Items from a data source
Content starts

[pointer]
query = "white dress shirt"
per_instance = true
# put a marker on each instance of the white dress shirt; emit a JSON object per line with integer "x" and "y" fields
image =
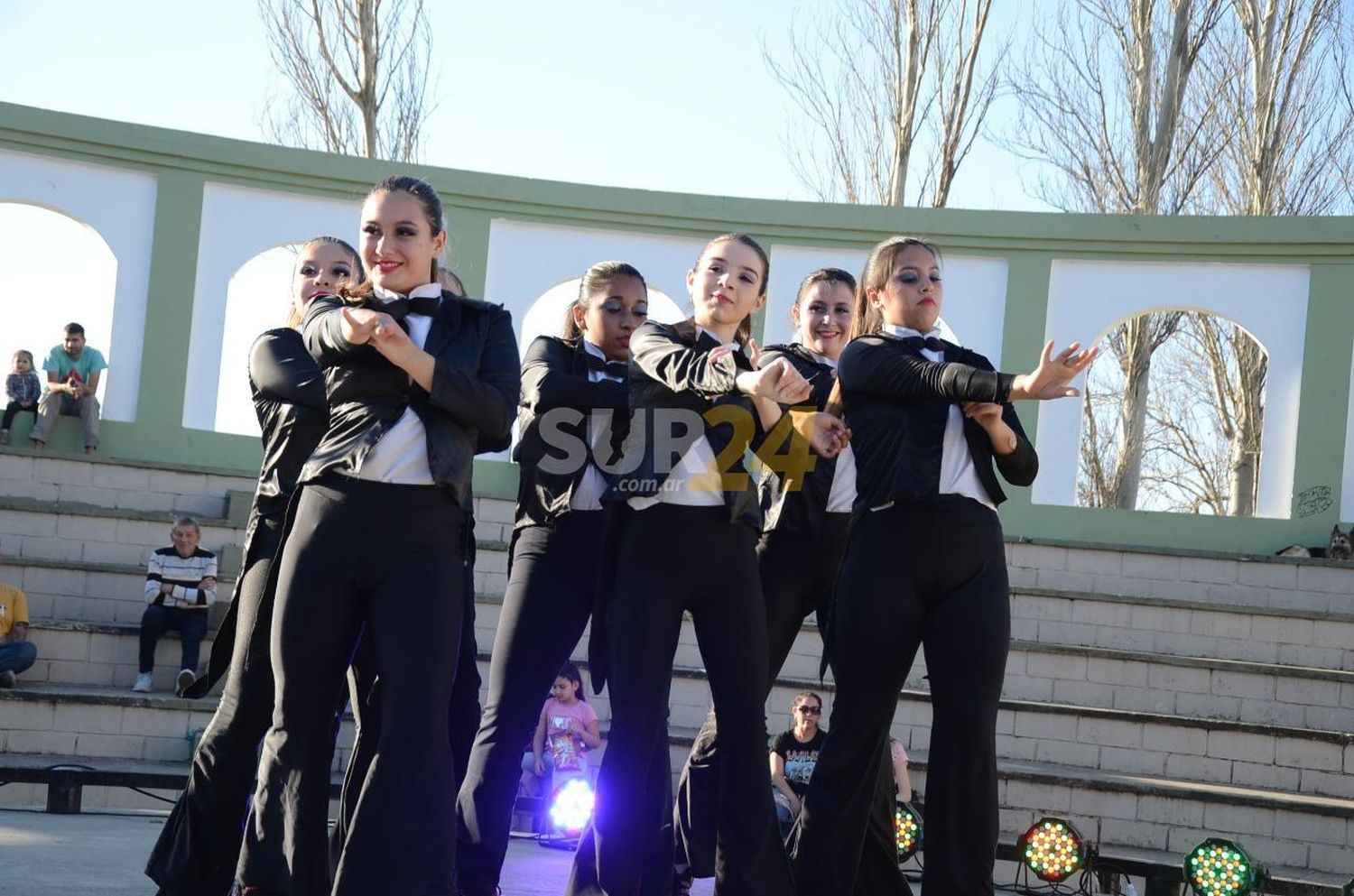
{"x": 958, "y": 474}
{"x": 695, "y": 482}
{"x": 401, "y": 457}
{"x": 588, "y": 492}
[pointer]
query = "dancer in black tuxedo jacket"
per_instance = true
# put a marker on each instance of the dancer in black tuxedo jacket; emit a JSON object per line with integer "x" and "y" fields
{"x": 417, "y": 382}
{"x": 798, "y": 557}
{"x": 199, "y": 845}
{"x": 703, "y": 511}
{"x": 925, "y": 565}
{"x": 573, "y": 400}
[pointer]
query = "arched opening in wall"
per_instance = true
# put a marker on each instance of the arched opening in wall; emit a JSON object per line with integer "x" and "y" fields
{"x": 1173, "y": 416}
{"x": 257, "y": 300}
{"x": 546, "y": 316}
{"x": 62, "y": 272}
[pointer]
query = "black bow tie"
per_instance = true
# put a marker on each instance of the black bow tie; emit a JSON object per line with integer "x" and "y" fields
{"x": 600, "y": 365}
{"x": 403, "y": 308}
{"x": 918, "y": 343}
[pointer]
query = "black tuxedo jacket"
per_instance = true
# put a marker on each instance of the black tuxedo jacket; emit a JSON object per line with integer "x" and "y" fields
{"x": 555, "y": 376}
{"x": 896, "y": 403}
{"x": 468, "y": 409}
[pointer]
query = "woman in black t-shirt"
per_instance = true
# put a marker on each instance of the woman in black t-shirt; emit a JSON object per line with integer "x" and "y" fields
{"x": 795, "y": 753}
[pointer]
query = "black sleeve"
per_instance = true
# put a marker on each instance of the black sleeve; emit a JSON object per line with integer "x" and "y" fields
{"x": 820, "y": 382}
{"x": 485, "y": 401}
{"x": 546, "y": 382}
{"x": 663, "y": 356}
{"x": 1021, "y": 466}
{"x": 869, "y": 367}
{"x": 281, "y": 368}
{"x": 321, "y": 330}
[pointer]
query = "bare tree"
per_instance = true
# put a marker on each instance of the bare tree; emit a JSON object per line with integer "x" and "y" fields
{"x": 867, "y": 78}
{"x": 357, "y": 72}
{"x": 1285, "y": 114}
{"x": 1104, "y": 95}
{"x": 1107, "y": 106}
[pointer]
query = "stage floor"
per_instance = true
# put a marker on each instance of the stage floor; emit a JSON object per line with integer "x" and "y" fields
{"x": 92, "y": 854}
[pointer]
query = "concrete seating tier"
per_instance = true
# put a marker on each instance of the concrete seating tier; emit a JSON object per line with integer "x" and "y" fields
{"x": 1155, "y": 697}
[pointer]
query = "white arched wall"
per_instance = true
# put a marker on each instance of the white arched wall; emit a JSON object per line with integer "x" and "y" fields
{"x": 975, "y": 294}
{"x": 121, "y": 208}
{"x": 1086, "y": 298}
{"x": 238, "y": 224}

Content ends
Content starts

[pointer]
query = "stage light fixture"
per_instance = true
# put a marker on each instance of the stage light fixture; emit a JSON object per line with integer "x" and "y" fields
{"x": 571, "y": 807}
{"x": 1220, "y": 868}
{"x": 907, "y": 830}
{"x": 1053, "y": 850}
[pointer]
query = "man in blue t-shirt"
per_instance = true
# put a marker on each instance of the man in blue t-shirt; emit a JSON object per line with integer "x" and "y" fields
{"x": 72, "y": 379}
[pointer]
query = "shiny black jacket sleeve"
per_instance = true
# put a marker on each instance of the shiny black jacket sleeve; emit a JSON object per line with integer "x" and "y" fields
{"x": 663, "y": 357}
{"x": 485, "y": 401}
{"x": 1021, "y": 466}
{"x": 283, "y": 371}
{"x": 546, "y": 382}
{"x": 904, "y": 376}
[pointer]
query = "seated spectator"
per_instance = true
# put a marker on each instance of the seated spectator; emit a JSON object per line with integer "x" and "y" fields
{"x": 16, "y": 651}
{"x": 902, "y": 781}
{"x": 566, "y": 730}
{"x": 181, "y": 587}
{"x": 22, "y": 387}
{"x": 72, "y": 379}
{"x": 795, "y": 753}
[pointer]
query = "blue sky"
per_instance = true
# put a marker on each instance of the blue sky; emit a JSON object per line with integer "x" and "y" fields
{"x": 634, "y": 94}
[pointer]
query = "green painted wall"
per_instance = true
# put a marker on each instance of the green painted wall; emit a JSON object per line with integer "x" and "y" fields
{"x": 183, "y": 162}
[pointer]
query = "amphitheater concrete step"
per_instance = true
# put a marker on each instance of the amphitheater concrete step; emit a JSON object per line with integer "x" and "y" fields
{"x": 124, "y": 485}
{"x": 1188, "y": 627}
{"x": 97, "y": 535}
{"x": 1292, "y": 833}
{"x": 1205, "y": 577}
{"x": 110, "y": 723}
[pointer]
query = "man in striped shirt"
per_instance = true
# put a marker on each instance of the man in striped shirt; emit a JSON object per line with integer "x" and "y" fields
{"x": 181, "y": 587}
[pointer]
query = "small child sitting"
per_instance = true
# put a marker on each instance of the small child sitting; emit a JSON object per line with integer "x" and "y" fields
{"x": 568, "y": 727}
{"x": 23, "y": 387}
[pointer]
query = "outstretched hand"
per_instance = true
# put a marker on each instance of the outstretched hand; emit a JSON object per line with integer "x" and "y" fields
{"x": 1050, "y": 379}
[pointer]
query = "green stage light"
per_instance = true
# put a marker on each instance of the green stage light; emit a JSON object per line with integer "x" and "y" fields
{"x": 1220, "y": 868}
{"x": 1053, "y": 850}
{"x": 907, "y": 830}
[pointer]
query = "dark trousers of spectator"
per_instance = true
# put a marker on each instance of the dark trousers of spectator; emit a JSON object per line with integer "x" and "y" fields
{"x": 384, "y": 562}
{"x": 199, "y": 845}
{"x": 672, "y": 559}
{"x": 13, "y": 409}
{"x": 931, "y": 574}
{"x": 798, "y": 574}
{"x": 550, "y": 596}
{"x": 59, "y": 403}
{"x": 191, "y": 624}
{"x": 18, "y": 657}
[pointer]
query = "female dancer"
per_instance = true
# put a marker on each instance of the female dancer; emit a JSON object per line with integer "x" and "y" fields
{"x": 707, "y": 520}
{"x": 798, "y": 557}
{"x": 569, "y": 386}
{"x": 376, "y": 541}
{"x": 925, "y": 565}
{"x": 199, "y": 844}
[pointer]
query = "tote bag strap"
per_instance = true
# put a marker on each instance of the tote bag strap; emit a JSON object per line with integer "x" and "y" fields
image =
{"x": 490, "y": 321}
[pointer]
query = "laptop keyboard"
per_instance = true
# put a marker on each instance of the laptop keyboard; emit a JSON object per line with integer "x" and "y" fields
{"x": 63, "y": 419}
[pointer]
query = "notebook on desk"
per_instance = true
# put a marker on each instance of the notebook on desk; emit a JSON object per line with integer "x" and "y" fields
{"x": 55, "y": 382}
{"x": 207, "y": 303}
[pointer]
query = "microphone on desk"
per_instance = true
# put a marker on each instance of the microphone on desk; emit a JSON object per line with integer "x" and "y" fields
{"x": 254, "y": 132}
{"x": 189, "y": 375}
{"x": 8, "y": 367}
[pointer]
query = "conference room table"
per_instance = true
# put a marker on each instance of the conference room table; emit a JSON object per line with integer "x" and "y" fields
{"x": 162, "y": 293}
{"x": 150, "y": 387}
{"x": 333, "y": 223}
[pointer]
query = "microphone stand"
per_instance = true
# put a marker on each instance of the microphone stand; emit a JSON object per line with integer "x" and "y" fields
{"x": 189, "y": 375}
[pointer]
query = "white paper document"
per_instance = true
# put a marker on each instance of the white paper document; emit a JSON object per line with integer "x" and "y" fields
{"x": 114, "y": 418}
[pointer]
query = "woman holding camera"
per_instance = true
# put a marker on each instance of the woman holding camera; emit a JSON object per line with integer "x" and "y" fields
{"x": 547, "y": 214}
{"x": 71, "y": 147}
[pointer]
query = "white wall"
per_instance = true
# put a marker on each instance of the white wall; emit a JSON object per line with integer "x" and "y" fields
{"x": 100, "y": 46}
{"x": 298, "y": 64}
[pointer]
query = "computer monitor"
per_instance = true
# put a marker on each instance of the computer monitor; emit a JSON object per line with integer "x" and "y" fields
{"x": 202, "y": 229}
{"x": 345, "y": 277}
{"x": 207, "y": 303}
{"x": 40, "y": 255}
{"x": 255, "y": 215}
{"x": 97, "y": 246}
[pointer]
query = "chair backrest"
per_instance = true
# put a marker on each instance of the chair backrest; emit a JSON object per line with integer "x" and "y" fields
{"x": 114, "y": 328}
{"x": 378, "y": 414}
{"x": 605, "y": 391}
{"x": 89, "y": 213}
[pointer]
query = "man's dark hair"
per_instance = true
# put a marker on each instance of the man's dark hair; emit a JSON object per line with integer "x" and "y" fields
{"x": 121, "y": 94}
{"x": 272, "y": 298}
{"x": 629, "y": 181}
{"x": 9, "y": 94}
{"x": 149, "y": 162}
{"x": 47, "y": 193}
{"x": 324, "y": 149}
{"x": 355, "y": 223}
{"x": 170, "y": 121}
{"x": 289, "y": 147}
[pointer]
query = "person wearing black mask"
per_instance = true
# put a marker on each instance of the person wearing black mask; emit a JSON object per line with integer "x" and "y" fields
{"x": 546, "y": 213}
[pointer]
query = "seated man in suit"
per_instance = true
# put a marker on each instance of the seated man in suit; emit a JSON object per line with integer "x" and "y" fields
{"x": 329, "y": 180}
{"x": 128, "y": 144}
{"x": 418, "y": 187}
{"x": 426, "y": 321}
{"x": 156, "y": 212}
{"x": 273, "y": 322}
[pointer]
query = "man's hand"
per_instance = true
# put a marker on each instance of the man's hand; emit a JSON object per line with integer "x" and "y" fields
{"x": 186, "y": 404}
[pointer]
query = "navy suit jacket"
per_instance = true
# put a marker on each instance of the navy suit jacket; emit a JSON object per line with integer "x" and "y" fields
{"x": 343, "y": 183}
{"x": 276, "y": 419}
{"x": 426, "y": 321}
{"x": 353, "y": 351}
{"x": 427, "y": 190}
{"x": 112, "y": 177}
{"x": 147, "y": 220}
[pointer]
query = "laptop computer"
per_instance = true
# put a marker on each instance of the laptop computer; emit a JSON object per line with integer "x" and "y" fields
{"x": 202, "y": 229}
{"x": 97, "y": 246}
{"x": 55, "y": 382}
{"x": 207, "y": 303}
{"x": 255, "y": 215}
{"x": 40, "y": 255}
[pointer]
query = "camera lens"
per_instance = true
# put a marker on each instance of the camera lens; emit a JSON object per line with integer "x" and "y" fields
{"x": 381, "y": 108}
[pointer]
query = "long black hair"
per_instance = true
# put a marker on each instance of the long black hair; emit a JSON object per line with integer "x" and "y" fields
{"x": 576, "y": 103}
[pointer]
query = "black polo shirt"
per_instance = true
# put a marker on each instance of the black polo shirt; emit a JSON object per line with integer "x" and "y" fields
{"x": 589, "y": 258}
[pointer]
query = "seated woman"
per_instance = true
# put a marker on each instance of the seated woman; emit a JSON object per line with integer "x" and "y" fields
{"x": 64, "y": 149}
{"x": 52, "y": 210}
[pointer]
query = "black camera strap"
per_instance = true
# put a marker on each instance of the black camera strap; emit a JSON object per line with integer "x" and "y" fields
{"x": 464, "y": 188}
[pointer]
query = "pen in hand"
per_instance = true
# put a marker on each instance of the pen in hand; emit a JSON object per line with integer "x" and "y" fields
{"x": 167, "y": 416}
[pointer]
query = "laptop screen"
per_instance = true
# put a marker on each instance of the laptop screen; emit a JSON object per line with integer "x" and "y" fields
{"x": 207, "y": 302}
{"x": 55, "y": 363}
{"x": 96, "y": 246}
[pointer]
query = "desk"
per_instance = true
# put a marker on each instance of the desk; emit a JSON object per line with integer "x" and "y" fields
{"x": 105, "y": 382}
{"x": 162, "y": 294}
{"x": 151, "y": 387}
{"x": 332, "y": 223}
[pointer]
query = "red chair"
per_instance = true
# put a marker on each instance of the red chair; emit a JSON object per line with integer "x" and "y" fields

Content ends
Content starts

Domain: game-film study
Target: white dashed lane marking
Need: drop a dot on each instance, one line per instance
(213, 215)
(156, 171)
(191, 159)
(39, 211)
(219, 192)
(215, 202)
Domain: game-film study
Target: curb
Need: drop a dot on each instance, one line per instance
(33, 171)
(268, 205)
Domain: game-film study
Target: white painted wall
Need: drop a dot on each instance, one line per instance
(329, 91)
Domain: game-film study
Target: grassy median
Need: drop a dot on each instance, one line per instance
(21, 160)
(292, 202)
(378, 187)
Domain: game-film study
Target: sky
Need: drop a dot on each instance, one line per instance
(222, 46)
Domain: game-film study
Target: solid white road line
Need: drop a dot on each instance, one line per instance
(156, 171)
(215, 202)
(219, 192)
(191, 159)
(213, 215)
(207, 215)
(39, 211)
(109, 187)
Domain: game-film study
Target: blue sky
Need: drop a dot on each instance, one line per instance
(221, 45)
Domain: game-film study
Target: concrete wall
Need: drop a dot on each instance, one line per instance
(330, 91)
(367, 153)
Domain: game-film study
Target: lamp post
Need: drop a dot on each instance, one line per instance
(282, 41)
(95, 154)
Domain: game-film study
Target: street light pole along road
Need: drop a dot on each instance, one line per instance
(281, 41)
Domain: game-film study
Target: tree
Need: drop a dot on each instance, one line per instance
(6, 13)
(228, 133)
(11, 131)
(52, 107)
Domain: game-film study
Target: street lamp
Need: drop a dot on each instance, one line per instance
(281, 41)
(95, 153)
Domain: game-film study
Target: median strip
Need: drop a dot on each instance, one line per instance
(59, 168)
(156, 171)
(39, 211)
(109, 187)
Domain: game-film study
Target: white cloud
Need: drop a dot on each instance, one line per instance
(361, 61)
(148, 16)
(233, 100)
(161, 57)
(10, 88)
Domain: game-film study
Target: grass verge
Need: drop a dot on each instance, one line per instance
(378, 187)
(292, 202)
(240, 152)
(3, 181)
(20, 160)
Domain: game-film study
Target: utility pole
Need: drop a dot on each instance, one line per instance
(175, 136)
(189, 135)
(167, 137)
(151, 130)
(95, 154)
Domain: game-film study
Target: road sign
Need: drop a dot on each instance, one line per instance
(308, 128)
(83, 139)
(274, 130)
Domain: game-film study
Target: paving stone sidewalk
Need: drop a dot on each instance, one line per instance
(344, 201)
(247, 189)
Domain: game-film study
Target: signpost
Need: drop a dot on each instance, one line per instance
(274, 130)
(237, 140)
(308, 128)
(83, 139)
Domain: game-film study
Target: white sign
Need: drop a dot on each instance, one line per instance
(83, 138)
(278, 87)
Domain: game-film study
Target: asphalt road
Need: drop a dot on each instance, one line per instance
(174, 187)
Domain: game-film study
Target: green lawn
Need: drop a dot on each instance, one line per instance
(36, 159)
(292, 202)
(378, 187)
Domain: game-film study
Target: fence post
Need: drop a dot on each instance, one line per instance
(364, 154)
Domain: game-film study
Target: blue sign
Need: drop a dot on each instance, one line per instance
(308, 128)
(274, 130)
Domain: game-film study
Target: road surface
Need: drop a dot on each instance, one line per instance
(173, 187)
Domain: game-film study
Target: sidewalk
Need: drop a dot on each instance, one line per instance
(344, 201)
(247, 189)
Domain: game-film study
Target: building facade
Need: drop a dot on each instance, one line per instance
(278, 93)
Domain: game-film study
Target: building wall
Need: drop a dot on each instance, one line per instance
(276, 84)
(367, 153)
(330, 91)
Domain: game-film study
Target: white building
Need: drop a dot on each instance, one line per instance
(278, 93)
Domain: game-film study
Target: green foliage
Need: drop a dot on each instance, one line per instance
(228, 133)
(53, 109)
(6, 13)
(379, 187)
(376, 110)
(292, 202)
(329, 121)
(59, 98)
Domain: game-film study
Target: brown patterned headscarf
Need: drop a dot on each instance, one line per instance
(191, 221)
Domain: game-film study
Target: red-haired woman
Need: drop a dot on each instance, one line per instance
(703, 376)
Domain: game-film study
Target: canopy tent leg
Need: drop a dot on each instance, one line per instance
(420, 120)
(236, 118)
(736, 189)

Content ends

Show each line of the data that contains the string "building".

Target: building facade
Target: building wall
Target: white building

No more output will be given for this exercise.